Upon further consideration, I realized the quick adoption should not have come as a surprise. New modes of human experience are always in high demand whether, as consumers, we realize it or not. Audio is a mode that has existed for centuries but continues to evolve each and every year. In a blog post, Twitter’s very own Maya Patterson and Rémy Bourgoin detailed the new feature: “Over the years, photos, videos, gifs, and extra characters have allowed you to add your own flair and personality to your conversations. But sometimes 280 characters aren’t enough…There’s a lot that can be left unsaid or uninterpreted using text, so we hope voice Tweeting will create a more human experience for listeners and storytellers alike.”

The introduction of voice tweets to the Twitter empire comes, unsurprisingly, at a time where human interactions have been at all-time lows. With much of the world still under quarantine, and minimal clarity on reopening timelines, social media has become a refuge for human connection. But with vacations, parties, dining, and an overwhelming majority of social activities ground to a halt, there’s minimal fresh content — there are less events to flex on Instagram, less stories to recount on Twitter — leaving social media users to interact live more often. Instragram Live usage has skyrocketed in recent months (+70% in March), and Zoom has claimed 300 million daily Zoom meeting participants. Given these live interactions are real-time and thus hard to filter or doctor, our connections have become more raw, authentic, and spontaneous. There is less emphasis on aesthetic, vibe, and appearance; with most of us wearing sweatpants, we just want to feel. We just want to connect.

The good folks over at Twitter recognized this and addressed it, creating a new channel for its users to create content and further connect to each other. Twitter’s implementation of voice tweets also suggests broader capabilities for the app: according to Patterson and Bourgoin, “[users] will see your voice Tweet appear on their timeline alongside other tweets…you can listen as you scroll. You can also keep listening while doing other things on your phone or on the go.” Though voice tweets will capture no more than 140 seconds of audio, I can’t help but think about how users might create entire series of voice-tweets, resembling super-short podcasts, or an audio-only Quibi.

(Point annotation records)
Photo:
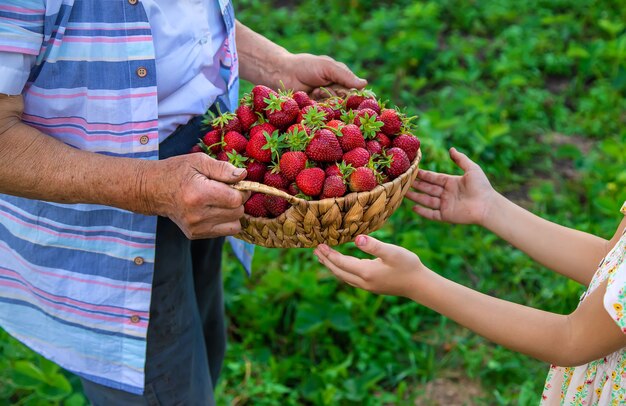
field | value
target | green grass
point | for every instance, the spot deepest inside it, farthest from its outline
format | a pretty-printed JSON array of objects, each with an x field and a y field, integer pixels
[{"x": 533, "y": 91}]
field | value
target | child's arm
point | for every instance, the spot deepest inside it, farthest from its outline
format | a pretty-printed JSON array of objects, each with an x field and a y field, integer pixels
[
  {"x": 567, "y": 340},
  {"x": 470, "y": 199}
]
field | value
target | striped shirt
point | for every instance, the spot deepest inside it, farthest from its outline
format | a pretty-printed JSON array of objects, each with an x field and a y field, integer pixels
[{"x": 75, "y": 280}]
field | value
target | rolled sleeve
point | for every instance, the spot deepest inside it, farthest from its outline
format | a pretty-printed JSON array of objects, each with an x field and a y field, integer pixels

■ **What is asked**
Copy the voice tweet article between "The good folks" and "an audio-only Quibi.", inclusive, renaming "Quibi" as "radio drama". This listing has nothing to do with the voice tweet article.

■ **Answer to this task**
The good folks over at Twitter recognized this and addressed it, creating a new channel for its users to create content and further connect to each other. Twitter’s implementation of voice tweets also suggests broader capabilities for the app: according to Patterson and Bourgoin, “[users] will see your voice Tweet appear on their timeline alongside other tweets…you can listen as you scroll. You can also keep listening while doing other things on your phone or on the go.” Though voice tweets will capture no more than 140 seconds of audio, I can’t help but think about how users might create entire series of voice-tweets, resembling super-short podcasts, or an audio-only radio drama.